Texte:
________

Publié le 11 octobre 2009

Originaire d’une famille de 13 enfants de Saint-Joseph, Dolène occupe à 29 ans un poste spécifique et multiple au sein de l’Education Nationale. Conseillère d’Orientation Psychologue de formation, elle travaille au Centre d’Information International à Lyon en tant que chargée de mission nationale dans le cadre des Centre Nationaux de Ressources sur la mobilité des jeunes et du réseau euroguidance (www.euroguidance-france.org), ainsi que pour la mission de CIO Relais Europe de son académie. Dolène participera au 1er village de la diaspora réunionnaise du 14 au 16 octobre 2009 à Saint-Denis.

Dolène Clerville
« C’est une photo de moi au Canada, entre deux portes : la porte du bureau de la Conseillère d’Orientation et la porte de la Psychologue. En France c’est une seule et même personne qui fait le métier de deux personnes différentes au Canada ».

D’où êtes-vous à la Réunion ?

Ma famille est de Saint Joseph, plus précisément de Vincendo. Je suis la treizième et dernière de la famille ! Mes parents sont de milieu modeste, ma mère était femme au foyer et mon père ouvrier agricole saisonnier. Ma mère n’a pas eu la chance d’aller à l’école et mon père a pu y aller que pour le primaire. Une partie de la famille habite toujours à la Réunion et l’autre partie habite à divers endroits en Métropole.

Dans quelles conditions avez-vous été amené à quitter l’île ?

J’ai quitté l’île juste après le BAC au Lycée Pierre Poivre en 1998. Je n’avais que 2300 francs en poche (suite à 15 jours de travail à la bibliothèque de Saint Joseph). Je suis arrivée à Lyon le 3 septembre pour rester trois jours chez mon frère en banlieue, puis dans un appartement de 25 m2 avec un ami. Nous n’avions pas d’argent pour acheter un réveil. Les trois premières semaines, je me levais donc à plusieurs reprises dans la nuit pour être sûre d’arriver à l’heure en cours. Voir ci-dessous : chronologie d’un parcours.

________

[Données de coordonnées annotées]
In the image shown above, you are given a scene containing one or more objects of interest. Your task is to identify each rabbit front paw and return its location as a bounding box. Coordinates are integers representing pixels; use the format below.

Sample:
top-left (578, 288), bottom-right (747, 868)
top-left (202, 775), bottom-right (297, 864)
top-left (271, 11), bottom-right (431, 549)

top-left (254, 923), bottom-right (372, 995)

________

Consignes:
1. D'après le texte sur le parcours de Dolène, en quelle année a-t-elle quitté l'île après le bac ?
2. Poursuivez le texte sur le parcours de Dolène à partir de sa dernière phrase.

Réponses:
1. En 1998.

2.
Quels objets de la Réunion avez-vous apporté dans vos valises ?

Avec moi, j’avais amené des photos de mon enfance et de ma famille et quelques vêtements. Je garde précieusement encore aujourd’hui les photos, mais en règle générale, je préfère ne pas m’attacher aux objets. Nous risquons un jour où l’autre de perdre les objets. Ce qui me construit, je l’intériorise : l’amitié, la confiance en les gens que j’aime… j’en dispose à chaque moment et ce n’est lié à un objet particulier.

Que vous apporte cette expérience de mobilité ?

Tout d’abord une réflexion constante sur moi même et sur mon identité. C’est en étant confronté à la différence qu’on se rend compte de nos spécificités. Je me suis plus documentée sur la Réunion, sa culture, depuis que je suis partie. J’ai pratiqué la capoeira ici à Lyon pour pouvoir parler plus facilement du Moring à mon fils. J’ai acheté des livres de cuisine réunionnaise mais aussi des livres sur la flore de la Réunion pour faire partager la beauté de l’Ile à d’autres… Et puis viennent ensuite tous les apports plus objectifs, la maitrise des langues, l’ouverture d’esprit, des capacités d’adaptation à l’inconnu, un réseau de personnes et surtout de merveilleuses rencontres. Aujourd’hui, j’ai la chance de faire de la mobilité mon métier. J’aide les jeunes à construire leur projet pour partir peu importe où.

Parlez-nous de votre travail au Centre d’Information International.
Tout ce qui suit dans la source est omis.